Consigna
Cita literalmente el fragmento del texto sobre los muebles falsificados, empezando por "El ‘fake’ llega" y siguiendo hasta "millones de euros.".

Texto

-*-

El ‘fake’ llega a los muebles
La historia de la trama de ebanistas y falsificadores que colocó piezas falsas en Versalles por tres millones de euros
Casi la mitad de las obras conservadas en los museos son falsas. Ahora resulta que también lo son muebles del siglo XVIII y del estilo art déco. Y de acuerdo con el reputado laboratorio de investigaciones de los museos nacionales de Francia, “los sistemas de análisis en ese terreno son menos finos que en el de la pintura”. Que los museos están llenos de fakes lo aseguró nada menos que Thomas Hoving, ex director del MoMA (Metropolitan Museum of Art) de Nueva York en su libro False impressions. En cuanto a los muebles, una célebre víctima es el castillo de Versalles, que adquirió sillas del siglo XVIII, debidamente estampilladas pero presuntamente falsificadas, por casi tres millones de euros.

-*-

Datos de segmentación:
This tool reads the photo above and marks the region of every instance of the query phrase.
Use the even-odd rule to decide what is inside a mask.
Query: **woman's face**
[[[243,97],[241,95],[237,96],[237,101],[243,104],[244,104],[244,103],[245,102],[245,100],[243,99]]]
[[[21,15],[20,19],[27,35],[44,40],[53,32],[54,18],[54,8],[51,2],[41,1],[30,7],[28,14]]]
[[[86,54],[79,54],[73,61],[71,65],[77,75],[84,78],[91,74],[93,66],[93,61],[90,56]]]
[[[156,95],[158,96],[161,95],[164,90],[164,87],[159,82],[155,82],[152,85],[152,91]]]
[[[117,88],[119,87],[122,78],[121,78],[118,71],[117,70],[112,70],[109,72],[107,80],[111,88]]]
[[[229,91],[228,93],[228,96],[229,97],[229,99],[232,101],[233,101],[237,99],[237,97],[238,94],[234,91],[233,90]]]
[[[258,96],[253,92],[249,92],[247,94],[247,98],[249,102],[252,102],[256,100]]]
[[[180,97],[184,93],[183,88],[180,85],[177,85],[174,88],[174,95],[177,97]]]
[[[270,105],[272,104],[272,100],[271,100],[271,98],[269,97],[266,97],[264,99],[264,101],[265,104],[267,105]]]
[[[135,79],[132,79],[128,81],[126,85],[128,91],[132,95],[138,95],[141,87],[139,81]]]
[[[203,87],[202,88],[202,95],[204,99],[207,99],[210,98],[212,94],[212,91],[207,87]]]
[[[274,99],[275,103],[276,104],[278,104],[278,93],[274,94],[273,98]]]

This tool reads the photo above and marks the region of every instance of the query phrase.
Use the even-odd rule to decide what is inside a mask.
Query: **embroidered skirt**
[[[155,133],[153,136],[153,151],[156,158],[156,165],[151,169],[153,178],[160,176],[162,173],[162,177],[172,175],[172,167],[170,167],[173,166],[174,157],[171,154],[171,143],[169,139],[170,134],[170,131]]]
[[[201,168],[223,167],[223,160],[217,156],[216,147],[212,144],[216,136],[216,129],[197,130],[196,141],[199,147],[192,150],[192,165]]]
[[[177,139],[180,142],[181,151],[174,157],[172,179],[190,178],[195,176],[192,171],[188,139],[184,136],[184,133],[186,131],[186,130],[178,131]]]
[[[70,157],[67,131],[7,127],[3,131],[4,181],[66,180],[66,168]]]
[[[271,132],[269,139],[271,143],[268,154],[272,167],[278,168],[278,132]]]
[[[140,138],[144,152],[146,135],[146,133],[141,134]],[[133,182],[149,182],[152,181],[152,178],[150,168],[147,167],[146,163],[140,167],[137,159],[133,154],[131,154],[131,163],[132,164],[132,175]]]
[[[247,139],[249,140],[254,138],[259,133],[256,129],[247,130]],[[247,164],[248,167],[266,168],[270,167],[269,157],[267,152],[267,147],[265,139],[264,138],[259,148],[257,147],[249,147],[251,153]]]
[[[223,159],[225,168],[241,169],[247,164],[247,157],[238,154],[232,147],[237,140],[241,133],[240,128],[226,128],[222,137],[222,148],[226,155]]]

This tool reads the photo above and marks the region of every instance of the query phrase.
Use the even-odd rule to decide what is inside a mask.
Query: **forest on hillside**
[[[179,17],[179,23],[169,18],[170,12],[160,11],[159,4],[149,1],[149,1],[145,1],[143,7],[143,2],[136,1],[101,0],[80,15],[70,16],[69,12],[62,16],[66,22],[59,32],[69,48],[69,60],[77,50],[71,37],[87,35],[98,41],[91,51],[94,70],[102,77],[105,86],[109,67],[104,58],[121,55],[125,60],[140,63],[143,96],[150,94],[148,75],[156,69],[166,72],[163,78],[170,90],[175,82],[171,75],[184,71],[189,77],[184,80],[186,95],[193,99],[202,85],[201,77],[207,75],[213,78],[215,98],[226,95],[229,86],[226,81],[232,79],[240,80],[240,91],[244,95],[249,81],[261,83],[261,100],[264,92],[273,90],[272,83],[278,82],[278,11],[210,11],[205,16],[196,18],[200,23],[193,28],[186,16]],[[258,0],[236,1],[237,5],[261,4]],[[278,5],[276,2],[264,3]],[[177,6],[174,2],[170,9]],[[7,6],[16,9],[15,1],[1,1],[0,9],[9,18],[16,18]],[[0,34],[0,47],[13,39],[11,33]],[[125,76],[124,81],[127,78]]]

-*-

Resultado final
El ‘fake’ llega a los muebles
La historia de la trama de ebanistas y falsificadores que colocó piezas falsas en Versalles por tres millones de euros
Casi la mitad de las obras conservadas en los museos son falsas. Ahora resulta que también lo son muebles del siglo XVIII y del estilo art déco. Y de acuerdo con el reputado laboratorio de investigaciones de los museos nacionales de Francia, “los sistemas de análisis en ese terreno son menos finos que en el de la pintura”. Que los museos están llenos de fakes lo aseguró nada menos que Thomas Hoving, ex director del MoMA (Metropolitan Museum of Art) de Nueva York en su libro False impressions. En cuanto a los muebles, una célebre víctima es el castillo de Versalles, que adquirió sillas del siglo XVIII, debidamente estampilladas pero presuntamente falsificadas, por casi tres millones de euros.